[Dataset entries]

━━━

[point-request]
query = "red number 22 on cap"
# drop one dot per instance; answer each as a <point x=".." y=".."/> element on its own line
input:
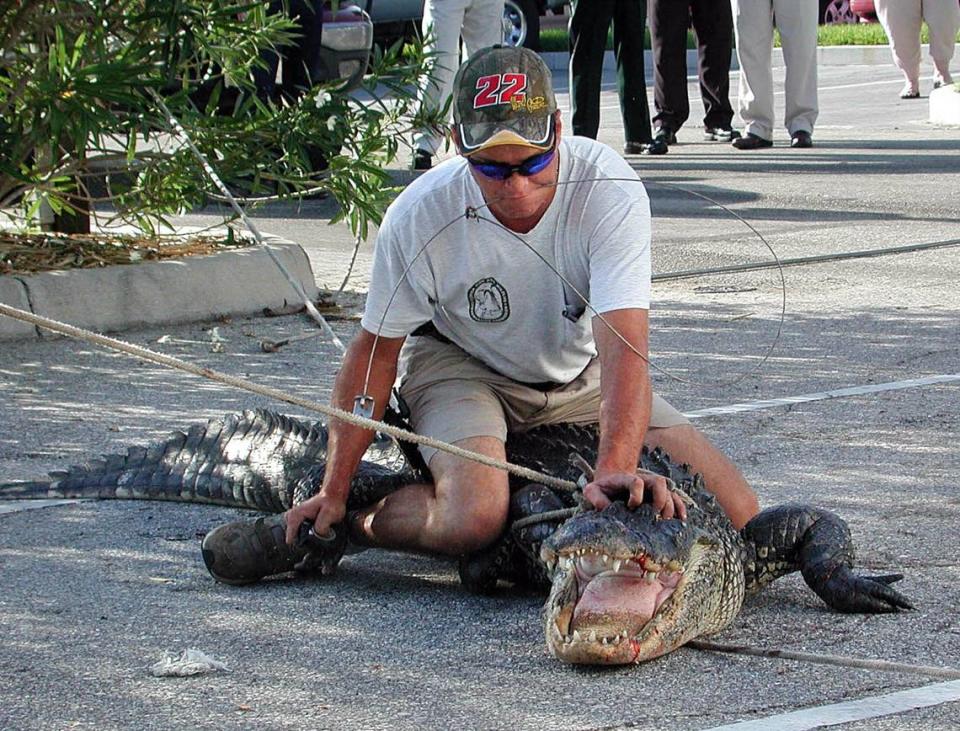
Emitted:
<point x="499" y="89"/>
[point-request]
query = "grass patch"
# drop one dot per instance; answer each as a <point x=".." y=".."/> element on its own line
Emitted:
<point x="853" y="34"/>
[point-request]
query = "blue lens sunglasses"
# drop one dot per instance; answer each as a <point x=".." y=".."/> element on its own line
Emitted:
<point x="503" y="171"/>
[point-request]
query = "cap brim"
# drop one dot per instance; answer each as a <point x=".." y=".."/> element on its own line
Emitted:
<point x="533" y="132"/>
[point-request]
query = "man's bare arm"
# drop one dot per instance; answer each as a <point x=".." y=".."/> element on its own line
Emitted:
<point x="348" y="442"/>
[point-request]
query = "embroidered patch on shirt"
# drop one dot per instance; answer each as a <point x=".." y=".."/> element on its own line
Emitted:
<point x="488" y="301"/>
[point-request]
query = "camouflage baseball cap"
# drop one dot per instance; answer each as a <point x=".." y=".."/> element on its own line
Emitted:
<point x="504" y="96"/>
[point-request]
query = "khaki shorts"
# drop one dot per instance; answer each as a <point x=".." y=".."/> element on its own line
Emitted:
<point x="453" y="396"/>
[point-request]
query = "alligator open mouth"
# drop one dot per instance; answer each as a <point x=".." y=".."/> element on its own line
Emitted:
<point x="607" y="606"/>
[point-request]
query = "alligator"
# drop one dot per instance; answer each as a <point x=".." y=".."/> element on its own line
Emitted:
<point x="625" y="585"/>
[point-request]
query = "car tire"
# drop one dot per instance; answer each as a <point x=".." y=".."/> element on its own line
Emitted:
<point x="521" y="23"/>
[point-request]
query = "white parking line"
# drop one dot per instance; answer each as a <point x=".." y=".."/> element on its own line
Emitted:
<point x="18" y="506"/>
<point x="820" y="396"/>
<point x="849" y="711"/>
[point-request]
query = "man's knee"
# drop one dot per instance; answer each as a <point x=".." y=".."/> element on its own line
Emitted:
<point x="469" y="522"/>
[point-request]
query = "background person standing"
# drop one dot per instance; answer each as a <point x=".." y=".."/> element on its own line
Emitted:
<point x="445" y="22"/>
<point x="753" y="24"/>
<point x="589" y="22"/>
<point x="713" y="25"/>
<point x="901" y="21"/>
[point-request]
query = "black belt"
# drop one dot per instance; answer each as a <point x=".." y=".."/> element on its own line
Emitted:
<point x="429" y="330"/>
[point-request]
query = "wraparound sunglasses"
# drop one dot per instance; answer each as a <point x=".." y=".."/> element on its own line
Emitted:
<point x="502" y="171"/>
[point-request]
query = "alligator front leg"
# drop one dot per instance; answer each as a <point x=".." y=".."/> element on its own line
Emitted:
<point x="817" y="543"/>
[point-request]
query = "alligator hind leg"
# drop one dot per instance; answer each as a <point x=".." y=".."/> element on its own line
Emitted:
<point x="818" y="543"/>
<point x="246" y="551"/>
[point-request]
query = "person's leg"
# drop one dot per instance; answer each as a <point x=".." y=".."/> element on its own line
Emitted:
<point x="482" y="25"/>
<point x="797" y="23"/>
<point x="901" y="22"/>
<point x="442" y="20"/>
<point x="943" y="20"/>
<point x="589" y="23"/>
<point x="713" y="24"/>
<point x="668" y="36"/>
<point x="629" y="22"/>
<point x="464" y="510"/>
<point x="753" y="29"/>
<point x="684" y="443"/>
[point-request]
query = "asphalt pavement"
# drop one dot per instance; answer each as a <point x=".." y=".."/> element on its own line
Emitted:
<point x="846" y="358"/>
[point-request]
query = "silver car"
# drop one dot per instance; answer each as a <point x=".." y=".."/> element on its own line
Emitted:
<point x="393" y="19"/>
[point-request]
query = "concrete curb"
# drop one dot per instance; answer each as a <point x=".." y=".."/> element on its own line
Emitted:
<point x="240" y="282"/>
<point x="826" y="56"/>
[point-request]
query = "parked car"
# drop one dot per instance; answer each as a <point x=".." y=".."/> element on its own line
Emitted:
<point x="393" y="19"/>
<point x="345" y="43"/>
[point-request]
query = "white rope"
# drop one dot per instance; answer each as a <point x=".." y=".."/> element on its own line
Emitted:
<point x="823" y="659"/>
<point x="330" y="411"/>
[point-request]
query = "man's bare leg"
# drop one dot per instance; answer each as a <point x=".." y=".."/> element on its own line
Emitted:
<point x="686" y="443"/>
<point x="464" y="511"/>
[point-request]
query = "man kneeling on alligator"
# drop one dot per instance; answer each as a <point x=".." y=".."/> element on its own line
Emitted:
<point x="499" y="352"/>
<point x="488" y="337"/>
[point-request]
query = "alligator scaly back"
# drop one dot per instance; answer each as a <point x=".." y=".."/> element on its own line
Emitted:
<point x="256" y="459"/>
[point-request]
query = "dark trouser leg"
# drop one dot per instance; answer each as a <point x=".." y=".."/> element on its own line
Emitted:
<point x="713" y="23"/>
<point x="629" y="21"/>
<point x="589" y="23"/>
<point x="669" y="20"/>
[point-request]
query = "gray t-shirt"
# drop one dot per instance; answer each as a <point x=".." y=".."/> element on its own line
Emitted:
<point x="488" y="289"/>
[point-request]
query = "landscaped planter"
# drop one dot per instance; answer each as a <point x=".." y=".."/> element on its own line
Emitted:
<point x="865" y="10"/>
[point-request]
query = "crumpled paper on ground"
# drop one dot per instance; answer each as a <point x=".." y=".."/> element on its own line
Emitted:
<point x="188" y="662"/>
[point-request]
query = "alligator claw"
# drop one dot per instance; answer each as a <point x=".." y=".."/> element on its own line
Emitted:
<point x="848" y="592"/>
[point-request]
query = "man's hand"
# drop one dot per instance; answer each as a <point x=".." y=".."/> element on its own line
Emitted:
<point x="324" y="511"/>
<point x="599" y="493"/>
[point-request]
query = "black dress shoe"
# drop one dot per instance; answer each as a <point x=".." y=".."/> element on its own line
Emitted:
<point x="802" y="139"/>
<point x="665" y="135"/>
<point x="720" y="134"/>
<point x="750" y="141"/>
<point x="659" y="146"/>
<point x="422" y="160"/>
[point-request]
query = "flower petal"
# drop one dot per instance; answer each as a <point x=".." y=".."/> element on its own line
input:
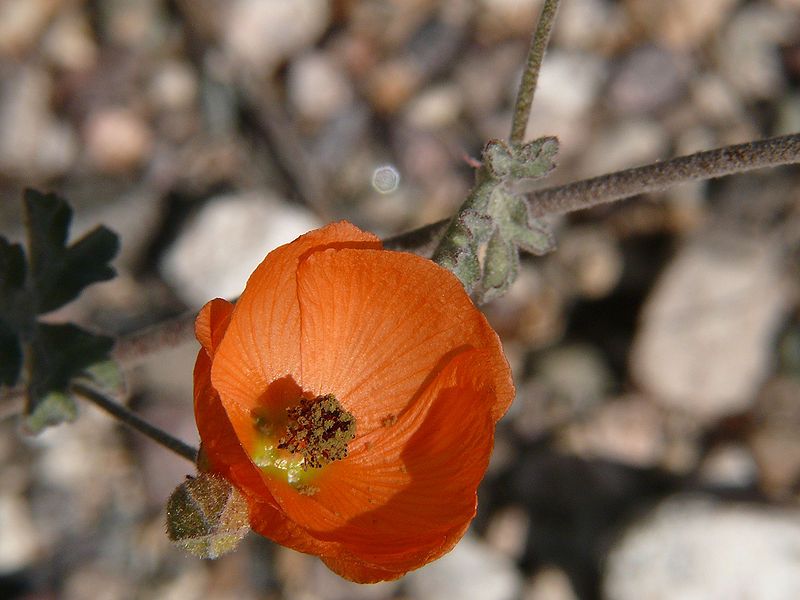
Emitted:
<point x="396" y="501"/>
<point x="377" y="324"/>
<point x="262" y="340"/>
<point x="220" y="445"/>
<point x="212" y="322"/>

━━━

[What is needed] Output the records exactly, pictures excluded.

[Solution to the exercise]
[point-request]
query = "red number 22 on cap"
# drop one dot per instance; answer each as a <point x=".." y=".."/> element on its own line
input:
Emitted:
<point x="499" y="89"/>
[point-request]
query = "grass patch"
# drop one dot per instance; answer each as a <point x=".." y=".."/> element on its own line
Emitted:
<point x="853" y="34"/>
[point-request]
query = "blue lens sunglasses"
# drop one dot per instance; answer each as a <point x=".." y=".."/> element on its own line
Emitted:
<point x="503" y="171"/>
[point-request]
query = "cap brim"
# drop one dot per instance; answer each as a <point x=".." y=".."/> element on its own line
Emitted:
<point x="533" y="132"/>
[point-request]
query = "man's bare arm"
# drop one dot per instance; answer each as a <point x=".." y=".."/> element on its own line
Emitted:
<point x="348" y="442"/>
[point-request]
query = "embroidered patch on shirt"
# drop one dot per instance; answer each as a <point x=".." y=".."/> element on its own line
Emitted:
<point x="488" y="301"/>
[point-request]
query = "camouflage baseball cap"
# drop one dot per instance; answer each as a <point x=".." y=".."/> element on its own line
Emitted:
<point x="504" y="96"/>
[point-request]
query = "khaki shorts"
# drop one dot per instance; answer each as a <point x=".." y=".."/> element on its own line
Emitted:
<point x="453" y="396"/>
[point-request]
query = "alligator open mouth"
# drop one dot per instance; answer each as a <point x=".." y=".."/> element on its own line
Emitted:
<point x="607" y="606"/>
[point-request]
query = "alligator"
# drop one dot per instance; answer each as a <point x=".." y=".."/> element on its own line
Emitted:
<point x="625" y="585"/>
[point-request]
query = "car tire"
# drop one dot per instance; answer each as a <point x=".." y=".."/> element on its own line
Emitted:
<point x="521" y="23"/>
[point-request]
query = "white parking line"
# drop one dot per instance; answer each as a <point x=".." y=".."/> element on its own line
Emitted:
<point x="18" y="506"/>
<point x="820" y="396"/>
<point x="849" y="711"/>
[point-request]
query = "man's knee"
# drop one dot per instance; answer each as a <point x=".." y=".."/> element on its own line
Emitted:
<point x="469" y="522"/>
[point-request]
query = "background person standing"
# drop one dot per instance; answer each as a <point x=".." y=".."/> element on its own line
Emitted:
<point x="445" y="22"/>
<point x="753" y="24"/>
<point x="589" y="22"/>
<point x="713" y="25"/>
<point x="901" y="21"/>
[point-request]
query = "black belt"
# drop one dot per instance; answer each as a <point x=".." y=".."/> element on its own line
Emitted:
<point x="429" y="330"/>
[point-request]
query = "wraparound sunglasses"
# drop one dot per instance; answer each as a <point x=".." y=".."/> element on its own line
Emitted:
<point x="502" y="171"/>
[point-request]
query = "alligator front leg"
# drop one dot per instance; answer each as a <point x=".." y=".."/> element on its own line
Emitted:
<point x="817" y="543"/>
[point-request]
query = "alligator hind leg"
# drop one dot per instance; answer each as a <point x=".." y=".."/> element on its own line
Emitted:
<point x="818" y="543"/>
<point x="246" y="551"/>
[point-request]
query = "person's leg"
# drop one dot per instance; answer each as a <point x=".." y=".."/> element on its own line
Emitted:
<point x="482" y="25"/>
<point x="797" y="23"/>
<point x="901" y="22"/>
<point x="442" y="20"/>
<point x="943" y="20"/>
<point x="589" y="23"/>
<point x="713" y="24"/>
<point x="668" y="36"/>
<point x="629" y="22"/>
<point x="464" y="510"/>
<point x="753" y="29"/>
<point x="684" y="443"/>
[point-request]
query = "asphalt pavement"
# drop one dot per instance; answer each as a <point x=".." y=".."/> element on its own line
Emitted:
<point x="846" y="358"/>
[point-request]
query = "silver car"
# drop one dot per instance; answer each as a <point x=".." y=".."/> element on its own line
Emitted:
<point x="393" y="19"/>
[point-request]
query = "concrete curb"
# drop one dot per instance; answer each as a <point x=".." y=".."/> element on its own line
Emitted:
<point x="240" y="282"/>
<point x="826" y="56"/>
[point-request]
query = "parked car"
# drop one dot per instance; answer each as a <point x=".." y=".."/> element on its own line
Emitted:
<point x="393" y="19"/>
<point x="345" y="43"/>
[point-request]
query = "white rope"
# drop one dot per instance; answer each as a <point x=".." y=".."/> element on its own line
Emitted:
<point x="823" y="659"/>
<point x="330" y="411"/>
[point-request]
query = "man's bare leg"
# drop one dot per instance; answer each as a <point x=".." y=".."/> element on its own line
Emitted:
<point x="686" y="443"/>
<point x="464" y="511"/>
[point-request]
query = "man kneeling on alligator"
# drop one dot per instance; answer each as a <point x=".." y=".."/> element on its own line
Emitted:
<point x="499" y="352"/>
<point x="488" y="337"/>
[point-request]
query = "alligator scaly back"
# drop one dot per instance; answer each as a <point x=".." y=".."/> element on its own line
Emitted:
<point x="256" y="459"/>
[point-request]
query = "dark trouser leg"
# drop one dot per instance; answer each as a <point x=".." y=".."/> element on its own line
Emitted:
<point x="713" y="23"/>
<point x="629" y="21"/>
<point x="589" y="23"/>
<point x="669" y="20"/>
[point-request]
query = "gray t-shirt"
# drop one dot per instance; answer each as a <point x=".." y=".."/> element on its own line
Emitted:
<point x="488" y="289"/>
[point-request]
query = "landscaped planter"
# drop one dot per instance; answer each as a <point x=".." y=".."/> element on its own line
Emitted:
<point x="865" y="10"/>
[point-request]
query = "crumpled paper on ground"
# drop one dot per instance; answer each as a <point x=".." y=".."/> element on its own line
Emitted:
<point x="188" y="662"/>
[point-request]
query = "alligator claw"
# drop one dot per instance; answer each as a <point x=".." y=".."/> element on its own line
Emitted:
<point x="848" y="592"/>
[point-request]
query = "man's hand"
# drop one dot per instance; answer each as a <point x=".." y=".."/> element on its own line
Emitted:
<point x="324" y="511"/>
<point x="599" y="493"/>
[point-request]
query = "black dress shoe"
# drop one dot per instance; answer each as a <point x=".." y=".."/> element on its own line
Emitted:
<point x="802" y="139"/>
<point x="665" y="135"/>
<point x="720" y="134"/>
<point x="750" y="141"/>
<point x="659" y="146"/>
<point x="422" y="160"/>
[point-request]
query = "flower petal"
# drop one dot per instance; answer each as a <point x=".." y=".."/> element on its own line
input:
Emitted:
<point x="396" y="501"/>
<point x="377" y="324"/>
<point x="262" y="340"/>
<point x="220" y="445"/>
<point x="212" y="322"/>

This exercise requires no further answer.